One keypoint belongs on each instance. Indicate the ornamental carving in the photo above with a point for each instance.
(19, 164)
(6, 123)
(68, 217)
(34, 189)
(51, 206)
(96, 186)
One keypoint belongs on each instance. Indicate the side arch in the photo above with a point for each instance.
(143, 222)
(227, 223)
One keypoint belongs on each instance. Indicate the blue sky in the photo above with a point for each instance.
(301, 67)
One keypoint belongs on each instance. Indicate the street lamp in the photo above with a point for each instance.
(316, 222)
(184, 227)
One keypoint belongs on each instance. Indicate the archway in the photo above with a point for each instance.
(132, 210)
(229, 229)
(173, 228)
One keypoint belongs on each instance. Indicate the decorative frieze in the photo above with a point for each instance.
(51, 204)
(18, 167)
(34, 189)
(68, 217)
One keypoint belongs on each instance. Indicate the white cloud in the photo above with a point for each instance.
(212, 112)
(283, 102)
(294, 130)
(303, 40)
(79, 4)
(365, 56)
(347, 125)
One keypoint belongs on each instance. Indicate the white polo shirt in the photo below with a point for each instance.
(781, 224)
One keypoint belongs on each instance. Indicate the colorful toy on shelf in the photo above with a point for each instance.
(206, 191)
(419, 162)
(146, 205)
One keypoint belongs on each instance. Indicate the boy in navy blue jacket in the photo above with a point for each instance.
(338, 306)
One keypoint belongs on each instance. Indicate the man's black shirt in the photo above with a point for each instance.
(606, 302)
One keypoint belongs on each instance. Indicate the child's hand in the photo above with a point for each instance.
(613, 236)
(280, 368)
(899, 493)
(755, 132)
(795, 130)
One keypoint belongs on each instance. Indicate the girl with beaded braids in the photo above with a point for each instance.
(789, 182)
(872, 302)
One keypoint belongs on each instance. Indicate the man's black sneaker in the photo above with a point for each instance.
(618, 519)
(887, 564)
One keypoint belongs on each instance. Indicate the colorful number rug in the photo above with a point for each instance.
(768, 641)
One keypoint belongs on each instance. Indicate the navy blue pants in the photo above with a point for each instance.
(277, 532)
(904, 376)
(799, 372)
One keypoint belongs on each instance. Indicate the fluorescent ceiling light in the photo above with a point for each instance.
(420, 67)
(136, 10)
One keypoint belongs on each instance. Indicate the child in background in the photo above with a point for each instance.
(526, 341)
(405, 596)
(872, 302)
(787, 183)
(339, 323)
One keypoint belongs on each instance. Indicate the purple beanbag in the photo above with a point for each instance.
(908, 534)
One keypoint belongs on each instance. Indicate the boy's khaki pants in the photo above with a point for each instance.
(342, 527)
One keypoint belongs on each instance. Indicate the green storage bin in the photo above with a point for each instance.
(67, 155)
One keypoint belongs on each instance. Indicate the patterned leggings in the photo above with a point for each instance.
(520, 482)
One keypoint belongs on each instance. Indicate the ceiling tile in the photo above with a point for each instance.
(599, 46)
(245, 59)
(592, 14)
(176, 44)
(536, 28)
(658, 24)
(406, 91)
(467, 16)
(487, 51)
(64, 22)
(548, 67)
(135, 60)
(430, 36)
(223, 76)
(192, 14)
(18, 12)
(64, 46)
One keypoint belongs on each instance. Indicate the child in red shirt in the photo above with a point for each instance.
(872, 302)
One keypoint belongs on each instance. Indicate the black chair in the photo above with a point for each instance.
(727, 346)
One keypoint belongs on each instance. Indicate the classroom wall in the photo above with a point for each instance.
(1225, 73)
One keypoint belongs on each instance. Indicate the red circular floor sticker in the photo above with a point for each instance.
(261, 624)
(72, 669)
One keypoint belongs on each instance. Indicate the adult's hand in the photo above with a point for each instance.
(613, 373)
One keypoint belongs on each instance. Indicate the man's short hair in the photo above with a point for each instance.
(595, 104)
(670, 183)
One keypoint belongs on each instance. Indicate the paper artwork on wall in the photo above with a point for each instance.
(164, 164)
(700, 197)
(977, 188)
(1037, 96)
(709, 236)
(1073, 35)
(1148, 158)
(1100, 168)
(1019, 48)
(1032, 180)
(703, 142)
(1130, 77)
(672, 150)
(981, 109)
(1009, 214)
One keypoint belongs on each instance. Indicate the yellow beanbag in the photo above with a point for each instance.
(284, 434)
━━━━━━━━━━━━━━━━
→ Prompt
Without any change, write the listing out again.

→ Your response
One keypoint belongs on each instance. Indicate the ornamental carving in the photo above with a point for each instance.
(19, 164)
(6, 123)
(68, 217)
(34, 189)
(51, 206)
(96, 186)
One keypoint belongs on each instance. Indicate the side arch in the photo above with a point for each instance.
(143, 222)
(227, 223)
One keypoint belongs on each instance. Indicate the blue sky in the photo above with a point for each instance.
(301, 67)
One keypoint belongs on each instance. Indicate the street lamp in the photo above with a point for each instance.
(316, 222)
(184, 227)
One keypoint belongs on each instance. Indicate the archway in the photo above with a point for each instance.
(132, 210)
(229, 229)
(173, 228)
One keypoint belongs on each instance. Indicate the decorative frieze in the photo above with a point for each instance.
(51, 204)
(18, 167)
(34, 189)
(68, 217)
One keypoint belongs on each instance. Indicate the white cloud in the photo above with a point for each instance.
(212, 112)
(283, 102)
(294, 130)
(303, 40)
(79, 4)
(365, 56)
(347, 125)
One keypoint belongs on each instance. Indicate the white polo shirt in the photo below with a point for each instance.
(781, 224)
One keypoint belongs on each instance. Indicate the colorful toy on shelf in the photo above with a point for each instance.
(206, 191)
(419, 162)
(146, 205)
One keypoint belongs on each instance. Indicate the boy in navy blue jacket in the photo above with a point for each instance.
(338, 306)
One keypoint belongs on each instance. Indicate the man's black shirt in the photo above with a point for each instance.
(606, 302)
One keypoint belongs on each instance. Indicate the child's hand in the photo above with a point for each instance.
(613, 236)
(280, 368)
(899, 493)
(755, 132)
(795, 130)
One keypoint belongs on each instance. Indicate the girl with beaded braids in the photo above with a point for each instance.
(789, 182)
(872, 302)
One keypoint belongs on each instance. Indicate the man's black sneaker in the photo above with a point for each instance.
(618, 519)
(887, 564)
One keypoint belongs on each instance. Indicate the colorful number rug in the photo above with a point for each instance.
(768, 641)
One keypoint belongs on each instance. Indicate the navy blue pants in the photo above with a point for each instance.
(277, 532)
(904, 376)
(799, 372)
One keypoint belongs on each instance. Indicate the fluorescent ceiling light in the photo above with a point for each instance.
(420, 67)
(136, 10)
One keypoint belongs on each instance. Indicate the child in background in the photo above with a point for each instance.
(526, 341)
(405, 596)
(872, 302)
(787, 183)
(339, 323)
One keypoint belongs on each instance. Indicate the purple beanbag in the photo above with a point for each instance.
(908, 534)
One keypoint belongs on each instance. Indicate the boy's khaki pants in the photo above with a point for each instance.
(342, 527)
One keypoint belongs on each instance. Indicate the green storage bin in the photo above with a point for each instance.
(67, 155)
One keypoint belongs on each instance. Indicate the patterned leggings in the photo above with a point for each instance.
(520, 482)
One keypoint belongs on each instance. Indicate the ceiling tile in the photo above with a point for each instance.
(599, 46)
(245, 59)
(592, 14)
(176, 44)
(536, 28)
(658, 24)
(406, 91)
(467, 16)
(487, 51)
(64, 22)
(548, 67)
(135, 60)
(430, 36)
(223, 76)
(192, 14)
(18, 12)
(64, 46)
One keypoint belongs on each instance. Indicate the child in red shirt in the photo above with a point for each instance.
(872, 302)
One keypoint belongs on each instance. Indicate the black chair in the photo above with a point for each instance.
(727, 346)
One keypoint belongs on each instance. Indicate the classroom wall in the photo above with a point for each instance.
(1225, 73)
One keypoint belongs on each instance. Indicate the red circular floor sticker in the photo above with a point for each instance.
(261, 624)
(72, 669)
One keypoint belongs on each instance. Indicate the adult's hand in the photo above with a point for each instance.
(613, 373)
One keypoint belongs on each instance. Indicate the man's short hair in the photo above with a point for each instance.
(595, 104)
(670, 183)
One keypoint belongs on each instance. Indicate the paper artwork on wall in the photo above with a point for each instance.
(164, 164)
(700, 197)
(977, 188)
(1037, 96)
(709, 236)
(1073, 35)
(1148, 158)
(1100, 168)
(1019, 48)
(1032, 180)
(703, 142)
(1130, 77)
(672, 150)
(981, 109)
(1009, 214)
One keypoint belongs on each instance. Indicate the yellow beanbag in the photo above with a point for each instance.
(284, 434)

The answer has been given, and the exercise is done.